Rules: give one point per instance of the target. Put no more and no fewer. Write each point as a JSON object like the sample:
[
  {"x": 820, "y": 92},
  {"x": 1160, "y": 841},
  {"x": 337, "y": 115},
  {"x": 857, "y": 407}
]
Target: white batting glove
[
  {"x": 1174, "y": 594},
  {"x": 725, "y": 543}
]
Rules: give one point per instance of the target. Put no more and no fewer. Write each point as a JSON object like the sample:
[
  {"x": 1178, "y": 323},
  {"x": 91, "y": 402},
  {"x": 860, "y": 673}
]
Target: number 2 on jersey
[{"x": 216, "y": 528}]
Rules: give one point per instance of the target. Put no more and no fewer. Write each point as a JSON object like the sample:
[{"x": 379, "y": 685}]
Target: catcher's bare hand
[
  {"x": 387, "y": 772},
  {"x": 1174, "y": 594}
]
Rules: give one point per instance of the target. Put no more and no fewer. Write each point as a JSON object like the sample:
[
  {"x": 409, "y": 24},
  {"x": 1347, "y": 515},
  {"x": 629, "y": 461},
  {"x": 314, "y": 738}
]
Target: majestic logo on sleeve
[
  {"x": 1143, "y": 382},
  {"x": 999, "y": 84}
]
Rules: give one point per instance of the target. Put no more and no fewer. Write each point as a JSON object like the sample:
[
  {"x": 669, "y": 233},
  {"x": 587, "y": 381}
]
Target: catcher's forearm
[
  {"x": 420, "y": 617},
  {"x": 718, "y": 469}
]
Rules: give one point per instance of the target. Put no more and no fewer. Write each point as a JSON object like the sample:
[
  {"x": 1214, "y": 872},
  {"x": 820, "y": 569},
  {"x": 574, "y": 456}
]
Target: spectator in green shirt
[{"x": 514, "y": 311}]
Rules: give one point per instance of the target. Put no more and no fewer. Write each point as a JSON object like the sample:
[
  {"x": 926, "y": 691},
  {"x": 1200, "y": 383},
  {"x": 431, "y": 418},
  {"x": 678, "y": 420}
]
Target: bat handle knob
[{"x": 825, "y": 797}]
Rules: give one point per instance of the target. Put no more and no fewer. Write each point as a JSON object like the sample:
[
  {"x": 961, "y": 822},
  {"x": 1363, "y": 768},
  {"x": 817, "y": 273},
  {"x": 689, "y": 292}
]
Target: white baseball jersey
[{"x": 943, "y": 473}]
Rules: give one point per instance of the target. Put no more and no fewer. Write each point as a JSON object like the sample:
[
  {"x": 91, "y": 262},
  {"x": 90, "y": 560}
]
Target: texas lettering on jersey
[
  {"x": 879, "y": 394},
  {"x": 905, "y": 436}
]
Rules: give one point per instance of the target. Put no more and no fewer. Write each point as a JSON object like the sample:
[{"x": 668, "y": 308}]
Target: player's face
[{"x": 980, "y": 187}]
============
Would you copy out all the entries above without changing a single character?

Rules: give one point per instance of the target. Put no more and no fewer. Write each point as a JSON object like the sample:
[
  {"x": 820, "y": 92},
  {"x": 1160, "y": 841},
  {"x": 337, "y": 115},
  {"x": 857, "y": 407}
]
Target: white batting glove
[
  {"x": 1174, "y": 594},
  {"x": 725, "y": 543}
]
Rules: give one point per instance of the target. Put no more and no fewer. Write each point as a JSON object like the sample:
[
  {"x": 1178, "y": 323},
  {"x": 91, "y": 402},
  {"x": 860, "y": 673}
]
Target: number 2 on jersey
[{"x": 216, "y": 528}]
Rules: give one point per instance of the target. Put no more and no fewer. Write each point as a JSON object like the sample:
[{"x": 379, "y": 685}]
Target: catcher's bare hand
[
  {"x": 387, "y": 772},
  {"x": 1174, "y": 594}
]
Rules: give one point per instance of the target. Put no more and no fewer. Write each point as a JSON object like the sample:
[
  {"x": 409, "y": 24},
  {"x": 1347, "y": 515},
  {"x": 629, "y": 461},
  {"x": 314, "y": 738}
]
Target: majestic logo on sleeve
[
  {"x": 1143, "y": 382},
  {"x": 999, "y": 84}
]
Rules: give one point per instance of the target. Put no more and no fewer. Write each point as a JSON object like the sample:
[
  {"x": 669, "y": 233},
  {"x": 587, "y": 381}
]
Target: catcher's forearm
[
  {"x": 420, "y": 617},
  {"x": 718, "y": 469}
]
Rules: give one point per instance of the target. Put no more and no fewer. Write each point as a JSON object like the sample:
[
  {"x": 1214, "y": 872},
  {"x": 820, "y": 569},
  {"x": 574, "y": 456}
]
Target: spectator in green shirt
[{"x": 514, "y": 311}]
Rules: give one point per instance of the target. Put no more and no fewer. Write each point as a JSON object like the sample:
[
  {"x": 926, "y": 691},
  {"x": 1200, "y": 383},
  {"x": 431, "y": 418},
  {"x": 678, "y": 420}
]
Target: bat handle knob
[{"x": 825, "y": 797}]
Rules: give one point per instance of the target. Put no more and no fewer. Write each point as a JSON object like the sample:
[
  {"x": 961, "y": 822},
  {"x": 1363, "y": 768},
  {"x": 817, "y": 273},
  {"x": 689, "y": 292}
]
Target: white baseball jersey
[{"x": 943, "y": 473}]
Rules: give one point per instance of the target. Put no more and no fewer. Write each point as a JSON object like the sample:
[
  {"x": 91, "y": 262},
  {"x": 90, "y": 560}
]
Target: texas lettering on jersey
[
  {"x": 879, "y": 394},
  {"x": 905, "y": 436}
]
Rules: give one point per instance of the target. Put no more and no fewer. Write each point as a JSON object like the sample:
[{"x": 668, "y": 308}]
Target: player's face
[{"x": 980, "y": 187}]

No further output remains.